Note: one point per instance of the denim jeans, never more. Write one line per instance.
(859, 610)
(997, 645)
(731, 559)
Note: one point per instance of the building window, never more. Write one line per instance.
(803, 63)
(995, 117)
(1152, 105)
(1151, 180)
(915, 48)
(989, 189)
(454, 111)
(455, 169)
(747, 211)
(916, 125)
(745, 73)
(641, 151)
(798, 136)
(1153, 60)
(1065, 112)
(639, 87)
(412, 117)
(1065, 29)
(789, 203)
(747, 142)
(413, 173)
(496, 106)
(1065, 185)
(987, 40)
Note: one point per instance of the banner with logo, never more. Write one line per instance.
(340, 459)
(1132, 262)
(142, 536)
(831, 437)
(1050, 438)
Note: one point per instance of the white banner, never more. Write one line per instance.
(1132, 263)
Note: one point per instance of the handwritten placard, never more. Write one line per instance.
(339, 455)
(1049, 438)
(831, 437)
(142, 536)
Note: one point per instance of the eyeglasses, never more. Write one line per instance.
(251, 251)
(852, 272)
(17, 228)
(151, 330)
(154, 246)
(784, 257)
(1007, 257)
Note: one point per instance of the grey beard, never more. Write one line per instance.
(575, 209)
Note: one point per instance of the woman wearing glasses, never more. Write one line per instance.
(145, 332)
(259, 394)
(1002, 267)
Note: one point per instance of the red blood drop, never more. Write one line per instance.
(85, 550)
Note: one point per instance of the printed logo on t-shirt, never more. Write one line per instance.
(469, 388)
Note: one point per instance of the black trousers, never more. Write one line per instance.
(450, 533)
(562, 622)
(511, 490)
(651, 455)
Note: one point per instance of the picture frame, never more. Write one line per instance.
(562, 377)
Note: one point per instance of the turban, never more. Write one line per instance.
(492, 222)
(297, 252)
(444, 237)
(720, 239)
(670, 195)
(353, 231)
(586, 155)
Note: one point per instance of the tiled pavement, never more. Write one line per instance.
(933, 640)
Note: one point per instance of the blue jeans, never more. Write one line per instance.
....................
> _Task description_
Reproduce every line of the records above word for word, in the same order.

> _Result of the task_
Note: one point per instance of the denim jeans, never more. Write one line per instance.
(859, 610)
(997, 645)
(731, 559)
Note: one point per instance of the building window, never more. Write one line per instance.
(803, 63)
(995, 117)
(1152, 105)
(1151, 180)
(915, 48)
(989, 189)
(454, 111)
(455, 169)
(747, 211)
(916, 125)
(745, 73)
(641, 151)
(798, 136)
(1153, 60)
(1065, 112)
(639, 87)
(412, 117)
(1065, 29)
(789, 203)
(747, 142)
(413, 173)
(496, 106)
(1065, 185)
(987, 40)
Note: one point per instance of the banner with logo, never more. Write one line per instance.
(340, 459)
(1132, 262)
(142, 536)
(831, 437)
(1050, 438)
Note: one point per instance of the white banner, never more. Write one line per instance.
(1132, 263)
Note: one point per instance of the handwritten placard, never more. Write one line per instance.
(339, 455)
(1049, 438)
(831, 437)
(142, 536)
Note: one point per instance of the eyeglasses, never more. Write one line per instance.
(251, 251)
(852, 272)
(17, 228)
(151, 330)
(154, 246)
(784, 257)
(1007, 257)
Note: one point per instance of the grey beard, never more. Write one line per instance.
(575, 209)
Note: one point per instance of the woman wearing glasses, never more. Write one line per instance.
(145, 332)
(259, 394)
(1002, 267)
Note: one point per instance of the red blood drop, never more. Write one line per instance.
(85, 550)
Note: one point per instance of the printed logo on t-shirt, never more. Write one line per instance.
(469, 388)
Note: one point per instance of the black trousers, never more. Write one line per instance.
(450, 533)
(562, 622)
(511, 490)
(651, 455)
Note: one point per instance of the picture frame, never more. Write one line per instance.
(562, 377)
Note: one point per instance of the turban, never more. Write one line per instance.
(492, 222)
(297, 252)
(444, 237)
(720, 239)
(670, 195)
(353, 231)
(586, 155)
Note: one point per instance of the tiled pavement, never more. Write one line per instance.
(933, 640)
Note: one point per instance of the blue jeans, never more. Write one line per instance.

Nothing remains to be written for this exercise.